# [EXCERPTED TEXT]
---
Large power stations only rarely manage to convert more than 40 percent of the produced energy into electrical power. The rest is released unused, mainly via the cooling towers, into the atmosphere.
Researchers at the Fraunhofer Institute for Material and Beam Technology IWS in Dresden, have been working on using the potential lying dormant in the over 150m high concrete giants. The idea is to use thermoelectric devices fitted inside cooling towers, where there can be very large differences between the hot steam and cooler concrete skin under some circumstances.
Dr. Aljoscha Roch of the Fraunhofer Institute for Material and Beam Technology IWS in Dresden explains: "Thermoelectric generators (TEG) currently have an efficiency of around eight percent. That sounds very small. But if we succeed in producing TEG cost-effectively, on a large scale and from flexible materials we can install them extensively on the insides of the concave cooling tower wall. In this way, through the enormous amount of energy produced in the huge plants, we could generate large quantities of electricity".
---
# [ENTRIES PROVIDED]
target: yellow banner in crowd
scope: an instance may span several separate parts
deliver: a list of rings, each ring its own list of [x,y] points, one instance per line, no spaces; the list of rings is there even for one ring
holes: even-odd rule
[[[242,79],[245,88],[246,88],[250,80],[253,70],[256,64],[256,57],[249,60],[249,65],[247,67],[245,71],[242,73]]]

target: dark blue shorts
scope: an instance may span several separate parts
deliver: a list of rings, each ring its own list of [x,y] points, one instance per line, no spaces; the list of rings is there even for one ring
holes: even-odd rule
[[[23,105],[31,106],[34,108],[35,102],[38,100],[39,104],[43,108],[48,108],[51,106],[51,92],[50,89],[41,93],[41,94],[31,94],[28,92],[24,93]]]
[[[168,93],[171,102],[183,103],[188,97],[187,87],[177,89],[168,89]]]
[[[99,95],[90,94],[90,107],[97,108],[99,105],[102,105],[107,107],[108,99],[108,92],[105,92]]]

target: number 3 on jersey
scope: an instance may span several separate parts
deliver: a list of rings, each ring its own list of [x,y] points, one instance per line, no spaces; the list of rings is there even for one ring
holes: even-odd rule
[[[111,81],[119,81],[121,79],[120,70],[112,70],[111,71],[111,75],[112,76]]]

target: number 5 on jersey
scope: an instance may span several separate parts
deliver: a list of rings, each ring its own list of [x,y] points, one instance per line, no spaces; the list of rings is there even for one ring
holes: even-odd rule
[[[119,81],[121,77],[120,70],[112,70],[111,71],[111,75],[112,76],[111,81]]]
---
# [PROBLEMS AND TASKS]
A: In one to three sentences, explain why, according to the passage on cooling towers, thermoelectric generators could yield large quantities of electricity even though their efficiency seems small.
B: What efficiency do thermoelectric generators currently have, according to the passage on cooling towers?

# [ANSWERS IN ORDER]
A: If thermoelectric generators could be made cost-effectively, on a large scale and from flexible materials, they could be installed extensively on the insides of the concave cooling tower walls. Because the huge plants produce an enormous amount of energy, even the generators' efficiency of around eight percent could turn it into large quantities of electricity.

B: Around eight percent.